DATA EXCERPTS:
## BEGIN
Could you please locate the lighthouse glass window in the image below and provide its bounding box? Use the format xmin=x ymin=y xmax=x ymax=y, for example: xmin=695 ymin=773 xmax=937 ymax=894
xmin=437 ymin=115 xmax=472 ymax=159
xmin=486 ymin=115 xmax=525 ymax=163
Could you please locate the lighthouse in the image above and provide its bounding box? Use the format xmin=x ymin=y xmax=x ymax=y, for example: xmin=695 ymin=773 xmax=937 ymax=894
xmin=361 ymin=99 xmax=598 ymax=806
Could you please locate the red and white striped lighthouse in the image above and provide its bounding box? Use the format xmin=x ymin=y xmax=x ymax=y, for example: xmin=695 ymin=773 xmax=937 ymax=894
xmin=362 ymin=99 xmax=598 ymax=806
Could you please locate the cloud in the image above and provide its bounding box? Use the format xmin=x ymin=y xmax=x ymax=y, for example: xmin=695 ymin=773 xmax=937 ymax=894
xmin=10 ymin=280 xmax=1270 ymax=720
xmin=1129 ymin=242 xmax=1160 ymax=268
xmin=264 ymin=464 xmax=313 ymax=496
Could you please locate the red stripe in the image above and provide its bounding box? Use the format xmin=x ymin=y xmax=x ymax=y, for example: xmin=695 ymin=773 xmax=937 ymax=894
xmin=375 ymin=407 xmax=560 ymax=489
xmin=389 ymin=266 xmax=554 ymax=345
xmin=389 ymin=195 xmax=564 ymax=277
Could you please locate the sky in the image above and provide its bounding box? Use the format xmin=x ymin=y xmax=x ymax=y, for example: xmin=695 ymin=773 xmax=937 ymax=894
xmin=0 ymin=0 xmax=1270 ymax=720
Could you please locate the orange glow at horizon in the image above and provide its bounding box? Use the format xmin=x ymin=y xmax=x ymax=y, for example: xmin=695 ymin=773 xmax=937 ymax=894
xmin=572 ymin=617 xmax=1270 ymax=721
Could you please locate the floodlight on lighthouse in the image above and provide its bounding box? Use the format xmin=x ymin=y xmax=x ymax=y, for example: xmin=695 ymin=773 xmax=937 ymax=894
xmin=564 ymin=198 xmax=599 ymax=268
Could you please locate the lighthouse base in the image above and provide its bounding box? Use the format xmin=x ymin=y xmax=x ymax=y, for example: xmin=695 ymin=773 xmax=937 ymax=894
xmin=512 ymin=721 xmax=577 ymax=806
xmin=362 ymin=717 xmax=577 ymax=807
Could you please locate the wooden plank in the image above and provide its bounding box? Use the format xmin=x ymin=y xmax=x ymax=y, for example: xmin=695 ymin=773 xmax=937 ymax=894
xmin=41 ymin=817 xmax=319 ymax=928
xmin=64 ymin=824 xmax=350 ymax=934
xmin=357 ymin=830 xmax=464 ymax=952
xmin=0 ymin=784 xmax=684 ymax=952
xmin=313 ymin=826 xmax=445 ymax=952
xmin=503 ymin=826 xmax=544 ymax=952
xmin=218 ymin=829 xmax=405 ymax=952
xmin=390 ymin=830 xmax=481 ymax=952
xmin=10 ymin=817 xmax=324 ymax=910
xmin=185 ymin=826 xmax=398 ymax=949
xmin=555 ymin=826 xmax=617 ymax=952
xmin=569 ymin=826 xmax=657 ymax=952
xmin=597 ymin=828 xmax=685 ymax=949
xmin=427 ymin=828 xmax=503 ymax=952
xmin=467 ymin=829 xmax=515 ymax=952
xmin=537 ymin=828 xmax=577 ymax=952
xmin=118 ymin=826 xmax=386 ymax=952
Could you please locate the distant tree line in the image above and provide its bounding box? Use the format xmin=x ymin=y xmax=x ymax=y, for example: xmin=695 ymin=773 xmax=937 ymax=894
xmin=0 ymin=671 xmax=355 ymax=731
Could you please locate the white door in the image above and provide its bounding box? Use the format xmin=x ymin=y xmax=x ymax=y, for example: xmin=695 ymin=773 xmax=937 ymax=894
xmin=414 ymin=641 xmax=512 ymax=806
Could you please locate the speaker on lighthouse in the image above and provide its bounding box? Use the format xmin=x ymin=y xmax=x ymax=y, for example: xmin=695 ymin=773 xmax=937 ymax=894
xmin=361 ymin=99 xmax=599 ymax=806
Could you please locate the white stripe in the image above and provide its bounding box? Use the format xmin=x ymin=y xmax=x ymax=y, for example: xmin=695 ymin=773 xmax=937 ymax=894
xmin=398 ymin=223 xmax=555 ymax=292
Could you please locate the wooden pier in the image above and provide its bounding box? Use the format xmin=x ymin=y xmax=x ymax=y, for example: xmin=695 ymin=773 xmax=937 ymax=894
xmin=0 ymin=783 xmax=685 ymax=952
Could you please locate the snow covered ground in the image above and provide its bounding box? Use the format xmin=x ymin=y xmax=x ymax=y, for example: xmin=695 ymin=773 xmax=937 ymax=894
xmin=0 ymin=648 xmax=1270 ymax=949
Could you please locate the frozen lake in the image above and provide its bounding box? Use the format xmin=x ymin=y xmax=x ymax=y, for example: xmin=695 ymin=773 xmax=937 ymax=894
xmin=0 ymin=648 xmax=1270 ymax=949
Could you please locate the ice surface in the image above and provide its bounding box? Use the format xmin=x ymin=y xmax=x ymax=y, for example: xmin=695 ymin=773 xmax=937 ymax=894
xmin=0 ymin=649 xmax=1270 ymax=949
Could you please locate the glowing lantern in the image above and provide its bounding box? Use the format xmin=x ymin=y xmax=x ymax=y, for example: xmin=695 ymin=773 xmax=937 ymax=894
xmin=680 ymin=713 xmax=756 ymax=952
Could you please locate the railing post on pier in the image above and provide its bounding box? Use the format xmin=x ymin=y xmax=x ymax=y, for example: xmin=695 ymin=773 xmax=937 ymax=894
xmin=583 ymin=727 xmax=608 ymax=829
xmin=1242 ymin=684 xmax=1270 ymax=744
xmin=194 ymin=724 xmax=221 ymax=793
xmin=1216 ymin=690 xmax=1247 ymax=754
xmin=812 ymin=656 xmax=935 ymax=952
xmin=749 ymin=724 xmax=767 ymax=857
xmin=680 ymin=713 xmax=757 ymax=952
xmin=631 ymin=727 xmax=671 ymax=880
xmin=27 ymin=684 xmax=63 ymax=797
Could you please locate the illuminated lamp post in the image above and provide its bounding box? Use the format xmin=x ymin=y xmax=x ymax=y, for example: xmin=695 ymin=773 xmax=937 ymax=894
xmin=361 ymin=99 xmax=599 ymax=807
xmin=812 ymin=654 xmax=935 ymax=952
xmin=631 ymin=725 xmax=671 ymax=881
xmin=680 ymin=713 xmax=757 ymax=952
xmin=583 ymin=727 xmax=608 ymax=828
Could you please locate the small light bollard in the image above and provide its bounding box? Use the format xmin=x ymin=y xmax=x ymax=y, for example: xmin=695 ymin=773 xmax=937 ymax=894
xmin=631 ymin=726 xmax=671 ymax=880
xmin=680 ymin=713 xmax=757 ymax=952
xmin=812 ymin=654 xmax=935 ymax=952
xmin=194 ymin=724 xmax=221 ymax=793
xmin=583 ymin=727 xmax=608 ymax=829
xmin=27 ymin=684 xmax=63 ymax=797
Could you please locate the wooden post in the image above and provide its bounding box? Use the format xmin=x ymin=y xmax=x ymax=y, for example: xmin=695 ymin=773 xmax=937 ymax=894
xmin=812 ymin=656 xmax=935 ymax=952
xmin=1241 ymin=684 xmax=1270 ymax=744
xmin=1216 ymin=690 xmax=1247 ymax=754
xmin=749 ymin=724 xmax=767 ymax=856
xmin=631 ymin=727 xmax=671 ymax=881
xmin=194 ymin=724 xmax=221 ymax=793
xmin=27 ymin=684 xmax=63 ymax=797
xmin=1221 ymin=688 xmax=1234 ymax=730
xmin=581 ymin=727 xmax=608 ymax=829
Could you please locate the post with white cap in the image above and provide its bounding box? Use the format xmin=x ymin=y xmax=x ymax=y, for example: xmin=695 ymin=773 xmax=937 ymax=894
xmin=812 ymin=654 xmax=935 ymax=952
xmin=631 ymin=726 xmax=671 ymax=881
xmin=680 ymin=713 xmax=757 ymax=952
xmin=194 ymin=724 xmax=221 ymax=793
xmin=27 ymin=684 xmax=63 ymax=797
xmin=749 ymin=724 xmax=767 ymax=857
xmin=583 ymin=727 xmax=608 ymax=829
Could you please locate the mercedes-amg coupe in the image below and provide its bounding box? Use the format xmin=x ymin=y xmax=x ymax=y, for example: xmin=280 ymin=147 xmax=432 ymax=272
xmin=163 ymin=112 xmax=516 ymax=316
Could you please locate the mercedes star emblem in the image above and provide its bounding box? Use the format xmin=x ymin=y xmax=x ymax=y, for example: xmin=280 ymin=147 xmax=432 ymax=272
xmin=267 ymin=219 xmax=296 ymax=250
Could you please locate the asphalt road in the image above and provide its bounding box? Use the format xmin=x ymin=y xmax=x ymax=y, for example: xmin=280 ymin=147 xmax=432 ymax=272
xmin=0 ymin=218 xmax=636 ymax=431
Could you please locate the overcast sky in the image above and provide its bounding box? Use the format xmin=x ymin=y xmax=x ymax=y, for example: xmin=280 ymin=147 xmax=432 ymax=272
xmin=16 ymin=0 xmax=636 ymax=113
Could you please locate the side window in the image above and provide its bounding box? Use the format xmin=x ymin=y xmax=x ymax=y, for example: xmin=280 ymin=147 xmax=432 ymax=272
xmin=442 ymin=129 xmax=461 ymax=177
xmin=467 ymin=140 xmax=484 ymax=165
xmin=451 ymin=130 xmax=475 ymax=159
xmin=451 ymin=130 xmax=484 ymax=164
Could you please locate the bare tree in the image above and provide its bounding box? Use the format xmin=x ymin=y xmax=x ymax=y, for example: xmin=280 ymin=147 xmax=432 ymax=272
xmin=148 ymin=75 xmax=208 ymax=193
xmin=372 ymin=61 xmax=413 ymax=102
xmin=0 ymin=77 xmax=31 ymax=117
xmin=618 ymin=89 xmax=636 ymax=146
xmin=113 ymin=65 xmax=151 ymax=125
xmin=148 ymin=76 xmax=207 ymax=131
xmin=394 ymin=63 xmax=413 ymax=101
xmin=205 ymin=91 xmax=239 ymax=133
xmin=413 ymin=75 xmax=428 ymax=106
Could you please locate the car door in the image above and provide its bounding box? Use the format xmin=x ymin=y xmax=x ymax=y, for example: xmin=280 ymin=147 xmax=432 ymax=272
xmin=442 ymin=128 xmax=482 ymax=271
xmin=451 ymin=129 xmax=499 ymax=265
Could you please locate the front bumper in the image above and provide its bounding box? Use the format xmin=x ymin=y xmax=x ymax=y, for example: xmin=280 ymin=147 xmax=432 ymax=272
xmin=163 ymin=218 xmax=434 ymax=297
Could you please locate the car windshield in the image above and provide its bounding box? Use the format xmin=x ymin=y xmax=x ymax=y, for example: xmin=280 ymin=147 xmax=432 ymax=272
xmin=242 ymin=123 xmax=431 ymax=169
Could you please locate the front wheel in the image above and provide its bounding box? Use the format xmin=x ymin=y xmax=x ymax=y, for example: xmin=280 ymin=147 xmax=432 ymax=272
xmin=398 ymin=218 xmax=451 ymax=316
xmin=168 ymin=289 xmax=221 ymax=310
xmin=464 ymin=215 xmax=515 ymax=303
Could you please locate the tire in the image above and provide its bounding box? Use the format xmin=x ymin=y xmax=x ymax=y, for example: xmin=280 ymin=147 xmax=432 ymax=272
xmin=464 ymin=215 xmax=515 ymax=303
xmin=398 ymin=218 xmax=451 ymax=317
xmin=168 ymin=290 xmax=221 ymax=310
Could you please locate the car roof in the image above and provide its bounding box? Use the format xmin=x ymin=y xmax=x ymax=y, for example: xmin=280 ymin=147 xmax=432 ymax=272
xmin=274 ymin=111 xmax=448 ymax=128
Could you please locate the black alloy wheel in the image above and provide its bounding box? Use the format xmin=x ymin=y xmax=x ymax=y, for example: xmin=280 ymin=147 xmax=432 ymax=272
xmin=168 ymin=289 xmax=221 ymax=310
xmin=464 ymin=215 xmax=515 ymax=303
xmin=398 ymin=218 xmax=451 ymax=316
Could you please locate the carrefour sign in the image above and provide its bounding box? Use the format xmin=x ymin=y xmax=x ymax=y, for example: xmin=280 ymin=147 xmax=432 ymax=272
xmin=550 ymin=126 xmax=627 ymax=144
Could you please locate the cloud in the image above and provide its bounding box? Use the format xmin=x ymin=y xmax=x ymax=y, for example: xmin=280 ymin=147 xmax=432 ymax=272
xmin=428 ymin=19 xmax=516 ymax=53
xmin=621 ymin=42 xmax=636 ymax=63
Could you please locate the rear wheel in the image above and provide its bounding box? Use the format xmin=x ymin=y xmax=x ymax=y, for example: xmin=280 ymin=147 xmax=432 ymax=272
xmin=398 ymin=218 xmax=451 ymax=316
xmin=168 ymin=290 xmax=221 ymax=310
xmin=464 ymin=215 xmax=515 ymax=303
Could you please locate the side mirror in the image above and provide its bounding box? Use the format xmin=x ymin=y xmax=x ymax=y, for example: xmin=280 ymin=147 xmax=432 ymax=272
## END
PROBLEM TO WORK ON:
Please print the rows from the line with "Could you please locate the red and" to the line with "xmin=362 ymin=99 xmax=598 ymax=806" as they appear, both of those lines included.

EXERCISE RESULT:
Could you please locate the red and white striped lighthouse in the image above and provide its bounding box? Use the format xmin=x ymin=y xmax=x ymax=y, for example: xmin=695 ymin=773 xmax=937 ymax=894
xmin=362 ymin=99 xmax=598 ymax=806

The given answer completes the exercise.